**** Materials provided ****

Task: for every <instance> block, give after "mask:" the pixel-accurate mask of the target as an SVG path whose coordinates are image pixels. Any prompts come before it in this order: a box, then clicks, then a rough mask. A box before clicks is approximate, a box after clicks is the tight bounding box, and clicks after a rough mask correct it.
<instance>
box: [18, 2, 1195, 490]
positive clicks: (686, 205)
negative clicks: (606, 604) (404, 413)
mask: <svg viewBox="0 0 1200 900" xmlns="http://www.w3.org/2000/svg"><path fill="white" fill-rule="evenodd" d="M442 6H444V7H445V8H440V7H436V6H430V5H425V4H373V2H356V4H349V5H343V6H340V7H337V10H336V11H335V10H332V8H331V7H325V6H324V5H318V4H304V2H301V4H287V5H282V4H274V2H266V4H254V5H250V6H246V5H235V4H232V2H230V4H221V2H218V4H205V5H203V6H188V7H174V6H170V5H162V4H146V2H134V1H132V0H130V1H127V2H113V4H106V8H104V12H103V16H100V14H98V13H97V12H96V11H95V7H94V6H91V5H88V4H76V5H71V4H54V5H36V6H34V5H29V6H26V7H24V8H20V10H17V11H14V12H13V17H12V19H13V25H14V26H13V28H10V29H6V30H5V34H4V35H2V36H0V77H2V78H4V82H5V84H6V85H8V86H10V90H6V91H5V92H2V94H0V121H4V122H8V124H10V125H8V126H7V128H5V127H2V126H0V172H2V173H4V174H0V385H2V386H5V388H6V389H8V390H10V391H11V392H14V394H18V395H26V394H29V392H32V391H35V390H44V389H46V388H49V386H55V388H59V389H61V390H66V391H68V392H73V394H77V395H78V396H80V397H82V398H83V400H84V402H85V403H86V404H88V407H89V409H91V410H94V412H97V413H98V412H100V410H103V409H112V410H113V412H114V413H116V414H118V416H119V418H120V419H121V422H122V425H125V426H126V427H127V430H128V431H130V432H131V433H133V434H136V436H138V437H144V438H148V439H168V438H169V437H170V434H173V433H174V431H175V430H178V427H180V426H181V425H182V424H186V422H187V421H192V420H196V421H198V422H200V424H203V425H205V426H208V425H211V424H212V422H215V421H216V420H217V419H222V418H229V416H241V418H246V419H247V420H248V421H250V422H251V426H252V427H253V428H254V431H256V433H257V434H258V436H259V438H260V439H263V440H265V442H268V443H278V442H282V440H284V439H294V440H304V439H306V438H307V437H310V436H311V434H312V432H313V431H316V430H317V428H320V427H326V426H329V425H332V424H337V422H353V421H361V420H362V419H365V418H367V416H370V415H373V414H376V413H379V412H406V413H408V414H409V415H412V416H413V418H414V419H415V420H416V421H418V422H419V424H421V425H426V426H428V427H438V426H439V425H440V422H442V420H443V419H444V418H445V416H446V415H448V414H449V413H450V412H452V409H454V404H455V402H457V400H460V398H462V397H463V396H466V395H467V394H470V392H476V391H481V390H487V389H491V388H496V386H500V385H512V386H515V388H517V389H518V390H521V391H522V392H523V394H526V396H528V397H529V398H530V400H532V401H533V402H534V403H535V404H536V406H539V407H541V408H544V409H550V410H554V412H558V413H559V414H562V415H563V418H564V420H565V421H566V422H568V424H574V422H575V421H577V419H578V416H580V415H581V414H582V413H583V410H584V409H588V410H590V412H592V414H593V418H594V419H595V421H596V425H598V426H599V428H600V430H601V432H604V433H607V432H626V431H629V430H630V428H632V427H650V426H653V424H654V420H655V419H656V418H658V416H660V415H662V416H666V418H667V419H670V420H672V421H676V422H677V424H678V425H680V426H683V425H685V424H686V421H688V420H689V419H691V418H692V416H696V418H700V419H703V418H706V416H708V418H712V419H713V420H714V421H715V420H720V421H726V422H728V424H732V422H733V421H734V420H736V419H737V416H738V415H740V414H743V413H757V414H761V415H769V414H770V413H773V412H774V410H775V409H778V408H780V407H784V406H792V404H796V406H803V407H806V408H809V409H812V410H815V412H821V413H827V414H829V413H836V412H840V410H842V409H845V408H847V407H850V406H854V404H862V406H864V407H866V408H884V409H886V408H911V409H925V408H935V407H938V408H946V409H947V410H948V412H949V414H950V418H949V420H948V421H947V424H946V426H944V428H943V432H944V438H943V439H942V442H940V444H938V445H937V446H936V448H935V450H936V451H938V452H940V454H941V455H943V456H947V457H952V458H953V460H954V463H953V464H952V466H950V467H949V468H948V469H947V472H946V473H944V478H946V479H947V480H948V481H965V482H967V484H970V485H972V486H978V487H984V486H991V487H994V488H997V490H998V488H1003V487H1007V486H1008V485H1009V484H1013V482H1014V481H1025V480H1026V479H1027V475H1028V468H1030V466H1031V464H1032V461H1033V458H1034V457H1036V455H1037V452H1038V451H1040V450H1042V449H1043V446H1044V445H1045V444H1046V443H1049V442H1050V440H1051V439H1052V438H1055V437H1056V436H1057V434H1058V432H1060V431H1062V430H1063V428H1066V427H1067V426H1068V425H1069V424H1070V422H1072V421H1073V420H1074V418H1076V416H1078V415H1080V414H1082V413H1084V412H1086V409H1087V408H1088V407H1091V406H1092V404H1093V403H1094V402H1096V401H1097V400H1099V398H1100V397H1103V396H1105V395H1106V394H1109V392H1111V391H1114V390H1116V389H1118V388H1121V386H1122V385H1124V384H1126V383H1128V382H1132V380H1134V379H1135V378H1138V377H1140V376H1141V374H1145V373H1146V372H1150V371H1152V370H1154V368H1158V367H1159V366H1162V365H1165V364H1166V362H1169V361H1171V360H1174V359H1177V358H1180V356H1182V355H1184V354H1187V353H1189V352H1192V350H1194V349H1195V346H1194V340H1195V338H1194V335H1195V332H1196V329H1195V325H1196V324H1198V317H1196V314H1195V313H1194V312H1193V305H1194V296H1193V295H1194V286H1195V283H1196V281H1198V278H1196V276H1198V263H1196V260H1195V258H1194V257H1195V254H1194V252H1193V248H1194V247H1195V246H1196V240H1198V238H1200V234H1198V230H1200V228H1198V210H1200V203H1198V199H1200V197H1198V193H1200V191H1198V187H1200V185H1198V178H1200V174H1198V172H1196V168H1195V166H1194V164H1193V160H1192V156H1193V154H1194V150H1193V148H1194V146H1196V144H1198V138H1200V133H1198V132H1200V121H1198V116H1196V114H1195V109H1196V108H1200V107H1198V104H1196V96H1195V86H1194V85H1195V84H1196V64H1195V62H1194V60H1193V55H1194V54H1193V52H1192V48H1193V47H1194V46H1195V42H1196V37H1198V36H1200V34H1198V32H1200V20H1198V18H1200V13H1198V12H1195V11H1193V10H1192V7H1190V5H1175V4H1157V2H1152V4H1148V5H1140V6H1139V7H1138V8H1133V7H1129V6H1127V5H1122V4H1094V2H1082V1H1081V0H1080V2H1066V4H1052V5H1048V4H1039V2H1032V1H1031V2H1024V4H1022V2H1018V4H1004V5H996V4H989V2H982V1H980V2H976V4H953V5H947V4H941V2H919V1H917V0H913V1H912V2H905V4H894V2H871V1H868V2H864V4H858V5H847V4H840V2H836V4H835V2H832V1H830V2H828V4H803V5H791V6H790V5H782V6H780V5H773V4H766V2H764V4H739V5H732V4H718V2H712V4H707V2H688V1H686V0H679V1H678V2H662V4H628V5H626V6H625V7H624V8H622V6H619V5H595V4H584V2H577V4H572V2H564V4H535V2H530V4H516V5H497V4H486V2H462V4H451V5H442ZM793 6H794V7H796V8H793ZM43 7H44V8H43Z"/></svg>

****

Produce an exact copy of the whole listing.

> Task solution:
Task: for every <instance> block, give after "mask:" the pixel-accurate mask of the target as an SVG path whose coordinates are image pixels. Any prompts come before it in this order: a box, then clicks, then a rough mask. A box before clicks is approximate, a box after clicks is the tight bounding box, and clicks after a rough mask correct it.
<instance>
box: [18, 2, 1195, 490]
positive clicks: (686, 205)
negative clicks: (606, 604) (404, 413)
mask: <svg viewBox="0 0 1200 900" xmlns="http://www.w3.org/2000/svg"><path fill="white" fill-rule="evenodd" d="M442 6H444V7H445V8H440V7H436V6H430V5H425V4H373V2H356V4H349V5H343V6H340V7H337V10H336V11H335V10H332V8H331V7H325V6H324V5H318V4H304V2H301V4H287V5H282V4H274V2H266V4H254V5H250V6H246V5H235V4H232V2H230V4H221V2H218V4H205V5H203V6H188V7H174V6H170V5H162V4H146V2H134V1H132V0H130V1H127V2H113V4H106V8H104V12H103V16H100V14H98V13H97V12H96V11H95V7H94V6H91V5H88V4H76V5H71V4H54V5H36V6H34V5H29V6H26V7H24V8H20V10H17V11H14V12H13V17H12V19H13V25H14V26H13V28H10V29H6V30H5V34H4V35H2V36H0V77H2V78H4V82H5V84H6V85H8V86H10V90H6V91H5V92H2V94H0V121H4V122H8V124H10V125H8V126H7V128H5V127H2V126H0V172H2V173H4V174H0V385H2V386H5V388H6V389H8V390H10V391H11V392H14V394H18V395H26V394H29V392H32V391H35V390H44V389H46V388H49V386H55V388H59V389H61V390H66V391H68V392H73V394H77V395H78V396H80V397H82V398H83V400H84V402H85V403H86V404H88V407H89V409H91V410H94V412H97V413H98V412H100V410H103V409H112V410H113V412H114V413H116V414H118V416H119V418H120V419H121V422H122V425H125V426H126V427H127V430H128V431H130V432H131V433H133V434H136V436H138V437H144V438H148V439H168V438H169V437H170V434H173V433H174V431H175V430H178V427H180V426H181V425H182V424H186V422H187V421H192V420H196V421H198V422H200V424H203V425H205V426H208V425H211V424H212V422H215V421H216V420H217V419H222V418H229V416H241V418H246V419H247V420H248V421H250V422H251V426H252V427H253V428H254V431H256V433H257V434H258V436H259V438H260V439H263V440H265V442H268V443H278V442H282V440H284V439H294V440H304V439H306V438H307V437H310V436H311V434H312V432H313V431H316V430H317V428H320V427H326V426H329V425H332V424H337V422H353V421H361V420H362V419H365V418H367V416H370V415H373V414H376V413H379V412H406V413H408V414H409V415H412V416H413V418H414V419H415V420H416V421H418V422H419V424H421V425H426V426H428V427H438V426H439V425H440V422H442V420H443V419H444V418H445V416H446V415H448V414H449V413H450V412H452V409H454V404H455V402H457V400H460V398H462V397H463V396H466V395H467V394H470V392H476V391H481V390H487V389H491V388H496V386H500V385H512V386H515V388H517V389H518V390H521V391H522V392H523V394H526V396H528V397H529V398H530V400H532V401H533V402H534V403H535V404H536V406H539V407H541V408H544V409H550V410H554V412H558V413H559V414H562V415H563V418H564V420H565V421H566V422H568V424H574V422H575V421H577V419H578V416H580V415H581V414H582V413H583V410H584V409H588V410H590V412H592V414H593V418H594V419H595V421H596V425H598V426H599V428H600V430H601V432H604V433H607V432H626V431H629V430H630V428H632V427H650V426H653V424H654V420H655V419H656V418H658V416H660V415H662V416H666V418H667V419H670V420H672V421H676V422H677V424H678V425H680V426H683V425H685V424H686V421H688V420H689V419H691V418H692V416H696V418H700V419H703V418H706V416H708V418H712V419H713V420H714V421H715V420H720V421H726V422H728V424H732V422H733V421H734V420H736V419H737V416H738V415H740V414H743V413H757V414H761V415H769V414H770V413H773V412H774V410H775V409H778V408H780V407H784V406H792V404H796V406H803V407H806V408H809V409H812V410H815V412H821V413H827V414H829V413H836V412H840V410H842V409H845V408H847V407H850V406H854V404H862V406H864V407H866V408H884V409H886V408H911V409H925V408H935V407H938V408H946V409H947V410H948V412H949V414H950V418H949V420H948V421H947V424H946V426H944V428H943V432H944V438H943V439H942V442H940V444H938V445H937V446H936V448H935V450H936V451H938V452H940V454H941V455H943V456H947V457H952V458H953V460H954V463H953V464H952V466H950V467H949V468H948V469H947V472H946V473H944V478H946V479H947V480H948V481H965V482H967V484H970V485H972V486H978V487H984V486H991V487H994V488H997V490H998V488H1003V487H1007V486H1008V485H1009V484H1013V482H1014V481H1025V480H1026V479H1027V475H1028V468H1030V466H1031V464H1032V461H1033V458H1034V457H1036V455H1037V452H1038V451H1040V450H1042V449H1043V446H1044V445H1045V444H1046V443H1049V442H1050V440H1051V439H1052V438H1055V437H1056V436H1057V434H1058V432H1060V431H1062V430H1063V428H1066V427H1067V426H1068V425H1069V424H1070V422H1072V421H1073V420H1074V418H1076V416H1078V415H1080V414H1082V413H1084V412H1086V409H1087V408H1088V407H1091V406H1092V404H1093V403H1094V402H1096V401H1097V400H1099V398H1100V397H1103V396H1105V395H1106V394H1109V392H1111V391H1114V390H1116V389H1118V388H1121V386H1122V385H1124V384H1126V383H1128V382H1132V380H1134V379H1135V378H1138V377H1140V376H1141V374H1145V373H1146V372H1150V371H1152V370H1154V368H1158V367H1159V366H1162V365H1165V364H1166V362H1169V361H1171V360H1174V359H1177V358H1180V356H1182V355H1184V354H1187V353H1189V352H1192V350H1194V349H1195V346H1194V340H1195V338H1194V335H1195V332H1196V329H1195V325H1196V324H1198V317H1196V314H1195V313H1194V312H1193V305H1194V296H1193V295H1194V286H1195V283H1196V281H1198V278H1196V276H1198V263H1196V260H1195V258H1194V257H1195V254H1194V252H1193V248H1194V247H1195V246H1196V240H1198V238H1200V234H1198V230H1200V228H1198V210H1200V203H1198V199H1200V197H1198V193H1200V191H1198V187H1200V185H1198V178H1200V174H1198V172H1196V168H1195V166H1194V164H1193V160H1192V156H1193V154H1194V150H1193V148H1194V146H1196V144H1198V138H1200V133H1198V132H1200V121H1198V116H1196V114H1195V109H1196V108H1200V107H1198V104H1196V96H1195V86H1194V85H1195V84H1196V64H1195V62H1194V60H1193V55H1194V54H1193V52H1192V48H1193V47H1194V46H1195V42H1196V37H1198V36H1200V34H1198V32H1200V20H1198V18H1200V13H1198V12H1195V11H1193V10H1192V7H1190V5H1175V4H1157V2H1152V4H1148V5H1140V6H1139V7H1138V8H1133V7H1129V6H1127V5H1122V4H1094V2H1082V1H1081V0H1080V2H1066V4H1052V5H1048V4H1039V2H1032V1H1031V2H1024V4H1022V2H1018V4H1004V5H996V4H989V2H982V1H980V2H976V4H953V5H947V4H941V2H919V1H917V0H913V1H912V2H905V4H894V2H871V1H868V2H864V4H858V5H847V4H840V2H836V4H835V2H832V1H830V2H828V4H803V5H791V6H790V5H782V6H780V5H773V4H766V2H764V4H739V5H732V4H718V2H712V4H707V2H688V1H686V0H679V1H678V2H662V4H628V5H626V6H625V7H624V8H622V6H619V5H595V4H584V2H577V4H572V2H564V4H535V2H530V4H516V5H497V4H486V2H462V4H451V5H442ZM793 6H794V7H796V8H793ZM43 7H44V8H43Z"/></svg>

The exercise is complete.